#### WHAT NEEDS TO BE DONE:
Pick each line that has "hand" out of the records.

#### SUPPLIED DATA:
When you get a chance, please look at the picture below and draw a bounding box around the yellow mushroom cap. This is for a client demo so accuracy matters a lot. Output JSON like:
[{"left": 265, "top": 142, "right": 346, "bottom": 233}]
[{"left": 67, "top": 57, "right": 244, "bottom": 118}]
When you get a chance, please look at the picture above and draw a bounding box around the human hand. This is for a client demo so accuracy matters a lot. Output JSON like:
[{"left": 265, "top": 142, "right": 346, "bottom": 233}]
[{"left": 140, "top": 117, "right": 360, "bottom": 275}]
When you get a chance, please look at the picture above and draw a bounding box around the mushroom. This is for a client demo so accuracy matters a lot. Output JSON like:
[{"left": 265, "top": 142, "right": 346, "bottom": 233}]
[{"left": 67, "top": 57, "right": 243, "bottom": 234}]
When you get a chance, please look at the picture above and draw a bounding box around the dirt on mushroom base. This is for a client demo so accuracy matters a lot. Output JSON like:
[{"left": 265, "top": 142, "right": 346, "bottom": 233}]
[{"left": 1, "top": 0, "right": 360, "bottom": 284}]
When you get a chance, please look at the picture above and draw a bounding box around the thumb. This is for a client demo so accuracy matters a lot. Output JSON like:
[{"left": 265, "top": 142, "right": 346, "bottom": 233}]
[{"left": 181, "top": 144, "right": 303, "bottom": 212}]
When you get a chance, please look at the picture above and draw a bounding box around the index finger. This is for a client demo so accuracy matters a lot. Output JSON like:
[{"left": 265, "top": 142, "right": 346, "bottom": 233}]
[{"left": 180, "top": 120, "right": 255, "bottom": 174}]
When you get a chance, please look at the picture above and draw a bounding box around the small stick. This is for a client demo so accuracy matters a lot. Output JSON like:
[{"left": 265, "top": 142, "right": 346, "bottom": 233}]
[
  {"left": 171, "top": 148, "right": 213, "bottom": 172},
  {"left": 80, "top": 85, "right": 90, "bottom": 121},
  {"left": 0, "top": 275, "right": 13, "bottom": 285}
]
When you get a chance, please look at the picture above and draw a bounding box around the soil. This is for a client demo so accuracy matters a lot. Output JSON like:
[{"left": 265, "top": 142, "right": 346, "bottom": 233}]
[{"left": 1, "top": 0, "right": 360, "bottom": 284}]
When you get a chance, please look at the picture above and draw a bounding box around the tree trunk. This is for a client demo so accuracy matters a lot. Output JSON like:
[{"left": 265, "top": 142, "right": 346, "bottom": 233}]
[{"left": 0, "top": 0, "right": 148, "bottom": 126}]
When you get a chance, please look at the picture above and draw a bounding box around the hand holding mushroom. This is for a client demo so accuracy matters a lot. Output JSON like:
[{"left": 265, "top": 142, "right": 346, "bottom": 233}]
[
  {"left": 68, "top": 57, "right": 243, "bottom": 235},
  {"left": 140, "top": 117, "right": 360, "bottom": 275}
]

#### EXERCISE SOLUTION:
When you get a chance, please look at the picture above and draw a bounding box around the human hand. This is for a client demo so accuracy matters a lot. Output JSON like:
When you get a chance, please look at the picture above and draw a bounding box around the hand holding mushroom. This is for a client demo so accuracy matters a lot. Output JSON like:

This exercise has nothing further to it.